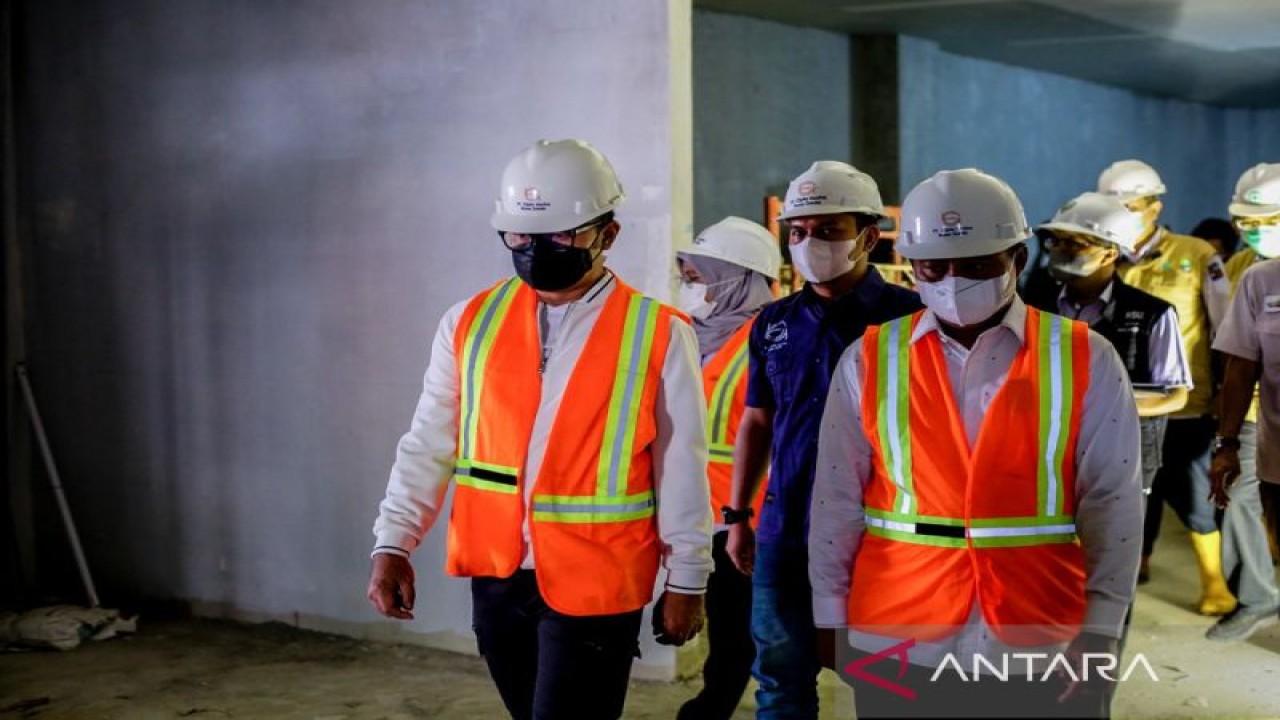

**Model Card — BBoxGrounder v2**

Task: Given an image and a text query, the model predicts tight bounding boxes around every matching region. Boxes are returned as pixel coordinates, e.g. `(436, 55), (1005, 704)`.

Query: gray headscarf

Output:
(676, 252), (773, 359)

◆ AIM ◆
Copy the entries above word for word, leaving out the picture.

◆ CORRECT OUTPUT ◆
**Model Card — BBoxGrounder v2**

Task: Given an image and a text query, the model predicts tight bounding boxes around every matching region. Boxes are returned as pixel coordinates, e.g. `(436, 55), (1005, 704)`.

Query: gray headscarf

Output:
(676, 252), (773, 359)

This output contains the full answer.